§ **Exercise aim**:
Copy out word for word the lines of the material below, starting with the line that contains "Task: draw a bounding box around the cloud layer." and continuing through the end of the material.
----- Data to use -----
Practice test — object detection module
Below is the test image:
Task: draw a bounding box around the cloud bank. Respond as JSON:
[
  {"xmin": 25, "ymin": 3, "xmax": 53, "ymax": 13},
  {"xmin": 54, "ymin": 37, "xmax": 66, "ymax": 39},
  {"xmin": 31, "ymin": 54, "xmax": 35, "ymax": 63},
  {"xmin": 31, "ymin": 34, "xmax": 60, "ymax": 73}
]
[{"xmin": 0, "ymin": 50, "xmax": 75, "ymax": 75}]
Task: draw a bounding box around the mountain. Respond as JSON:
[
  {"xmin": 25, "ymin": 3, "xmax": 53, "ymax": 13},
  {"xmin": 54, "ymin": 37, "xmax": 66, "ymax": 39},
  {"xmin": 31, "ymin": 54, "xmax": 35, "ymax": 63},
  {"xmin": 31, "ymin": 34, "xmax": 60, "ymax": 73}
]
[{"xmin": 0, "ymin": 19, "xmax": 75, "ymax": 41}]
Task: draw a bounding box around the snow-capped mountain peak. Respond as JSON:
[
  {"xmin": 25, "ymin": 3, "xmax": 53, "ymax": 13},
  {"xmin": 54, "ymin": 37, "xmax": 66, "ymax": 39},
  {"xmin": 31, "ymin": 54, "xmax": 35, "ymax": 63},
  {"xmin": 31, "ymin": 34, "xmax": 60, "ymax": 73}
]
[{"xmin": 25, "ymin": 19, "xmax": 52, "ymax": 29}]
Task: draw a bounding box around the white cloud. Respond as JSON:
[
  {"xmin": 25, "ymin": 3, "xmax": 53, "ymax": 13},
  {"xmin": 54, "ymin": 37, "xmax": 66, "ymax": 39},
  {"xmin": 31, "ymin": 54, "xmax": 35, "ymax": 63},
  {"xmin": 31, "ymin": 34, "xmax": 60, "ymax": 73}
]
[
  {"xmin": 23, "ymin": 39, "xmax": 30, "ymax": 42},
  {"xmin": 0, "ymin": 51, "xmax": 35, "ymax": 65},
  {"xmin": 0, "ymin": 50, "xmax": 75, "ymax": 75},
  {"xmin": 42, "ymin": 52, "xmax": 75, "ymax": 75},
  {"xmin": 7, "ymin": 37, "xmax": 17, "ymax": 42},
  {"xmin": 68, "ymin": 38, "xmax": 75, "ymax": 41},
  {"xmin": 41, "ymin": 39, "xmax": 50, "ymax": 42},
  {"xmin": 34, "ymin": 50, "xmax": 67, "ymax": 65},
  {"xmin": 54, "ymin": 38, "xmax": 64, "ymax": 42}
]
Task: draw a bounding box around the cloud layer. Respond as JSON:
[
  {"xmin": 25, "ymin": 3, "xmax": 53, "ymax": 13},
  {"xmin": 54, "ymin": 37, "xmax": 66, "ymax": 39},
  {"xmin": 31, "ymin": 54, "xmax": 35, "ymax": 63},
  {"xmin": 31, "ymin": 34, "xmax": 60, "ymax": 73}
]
-----
§ **The result**:
Task: draw a bounding box around the cloud layer. Respond as JSON:
[
  {"xmin": 25, "ymin": 3, "xmax": 53, "ymax": 13},
  {"xmin": 54, "ymin": 37, "xmax": 66, "ymax": 39},
  {"xmin": 31, "ymin": 54, "xmax": 35, "ymax": 63},
  {"xmin": 31, "ymin": 34, "xmax": 60, "ymax": 73}
]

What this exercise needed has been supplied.